Extracted data entries:
◆ ◆ ◆
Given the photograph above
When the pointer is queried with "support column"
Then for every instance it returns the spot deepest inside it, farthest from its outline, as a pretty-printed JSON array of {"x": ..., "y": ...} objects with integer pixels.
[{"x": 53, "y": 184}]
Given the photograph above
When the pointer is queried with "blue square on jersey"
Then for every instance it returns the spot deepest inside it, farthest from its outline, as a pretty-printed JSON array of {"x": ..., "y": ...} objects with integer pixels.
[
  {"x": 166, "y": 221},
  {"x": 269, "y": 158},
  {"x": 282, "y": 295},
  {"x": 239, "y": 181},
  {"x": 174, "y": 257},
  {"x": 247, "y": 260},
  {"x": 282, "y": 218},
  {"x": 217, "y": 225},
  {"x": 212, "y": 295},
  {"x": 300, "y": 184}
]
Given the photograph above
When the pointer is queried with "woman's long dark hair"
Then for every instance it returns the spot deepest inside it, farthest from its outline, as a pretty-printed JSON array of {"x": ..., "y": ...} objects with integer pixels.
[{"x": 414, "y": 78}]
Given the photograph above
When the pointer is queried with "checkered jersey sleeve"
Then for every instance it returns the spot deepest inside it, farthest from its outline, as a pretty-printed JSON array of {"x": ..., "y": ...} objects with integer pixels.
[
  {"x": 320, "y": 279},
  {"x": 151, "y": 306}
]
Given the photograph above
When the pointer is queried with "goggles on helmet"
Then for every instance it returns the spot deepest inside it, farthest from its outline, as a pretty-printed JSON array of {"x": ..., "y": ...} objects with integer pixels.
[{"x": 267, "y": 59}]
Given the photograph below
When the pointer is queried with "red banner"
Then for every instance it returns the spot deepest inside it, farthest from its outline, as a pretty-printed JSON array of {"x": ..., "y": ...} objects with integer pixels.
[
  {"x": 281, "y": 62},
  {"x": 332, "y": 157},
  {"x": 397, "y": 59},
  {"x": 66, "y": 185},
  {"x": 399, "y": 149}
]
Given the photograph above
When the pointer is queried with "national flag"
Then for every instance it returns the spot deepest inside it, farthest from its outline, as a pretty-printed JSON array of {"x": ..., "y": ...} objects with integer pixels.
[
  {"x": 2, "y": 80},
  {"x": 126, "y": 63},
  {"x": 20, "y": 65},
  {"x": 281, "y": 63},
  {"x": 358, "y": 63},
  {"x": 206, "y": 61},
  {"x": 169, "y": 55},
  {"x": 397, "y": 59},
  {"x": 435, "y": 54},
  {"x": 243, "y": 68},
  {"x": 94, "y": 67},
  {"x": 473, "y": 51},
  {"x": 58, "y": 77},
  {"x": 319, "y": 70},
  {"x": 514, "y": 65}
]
◆ ◆ ◆
INSTRUCTIONS FOR THE TASK:
Restate the whole listing exactly, leaving out nothing.

RESULT FOR THIS TASK:
Given the photograph above
When the pointer is queried with "support column"
Then for every instance it returns the spot deepest inside it, farthest from its outline, as a pretty-printed JSON array of {"x": ..., "y": ...} objects with integer pixels.
[{"x": 53, "y": 184}]
Given the photograph above
When the pointer is queried with "blue square on jersey"
Then for every instance it returns the spot deepest inside it, farthest from its outline, as a pretty-printed JSON array of {"x": ..., "y": ...} objects with integer pixels.
[
  {"x": 166, "y": 221},
  {"x": 269, "y": 158},
  {"x": 282, "y": 295},
  {"x": 239, "y": 181},
  {"x": 174, "y": 257},
  {"x": 247, "y": 260},
  {"x": 282, "y": 218},
  {"x": 217, "y": 225},
  {"x": 212, "y": 295},
  {"x": 300, "y": 184}
]
Given the photograph above
When the pointer is queried with "woman's long dark hair"
Then for every instance it returns the spot deepest inside it, farthest from its outline, as a pretty-printed JSON array of {"x": ..., "y": ...} objects with integer pixels.
[{"x": 414, "y": 78}]
Given the photograph above
When the pointer is queried with "checkered jersey sleeve"
Then for every instance it returns the spot deepest inside it, farthest from its outline, as a pretty-printed JSON array of {"x": ..., "y": ...} objects with integer pixels.
[
  {"x": 320, "y": 279},
  {"x": 151, "y": 306}
]
Given the photograph above
When the pointer is queried with "goggles on helmet"
Then for every instance it returns the spot deepest inside it, farthest from its outline, as a pretty-printed JSON array of {"x": ..., "y": ...} objects with integer pixels.
[{"x": 267, "y": 59}]
Given the photograph below
When the pointer is queried with "red banner"
Then for every instance it returns the spot deepest inside it, farthest from its outline, as a pretty-printed JSON array of {"x": ..., "y": ...} objects with integer pixels.
[
  {"x": 281, "y": 62},
  {"x": 332, "y": 157},
  {"x": 397, "y": 59},
  {"x": 66, "y": 185},
  {"x": 399, "y": 149}
]
Given the photograph above
When the pointer is queried with "national flag"
Then for every instance it returns the spot deepest inside it, farthest from its outline, as a pretty-printed JSON array of {"x": ..., "y": ...} objects with integer pixels.
[
  {"x": 2, "y": 80},
  {"x": 126, "y": 63},
  {"x": 20, "y": 65},
  {"x": 281, "y": 63},
  {"x": 358, "y": 63},
  {"x": 206, "y": 61},
  {"x": 169, "y": 55},
  {"x": 397, "y": 59},
  {"x": 435, "y": 54},
  {"x": 243, "y": 68},
  {"x": 94, "y": 67},
  {"x": 473, "y": 51},
  {"x": 58, "y": 77},
  {"x": 319, "y": 70},
  {"x": 514, "y": 65}
]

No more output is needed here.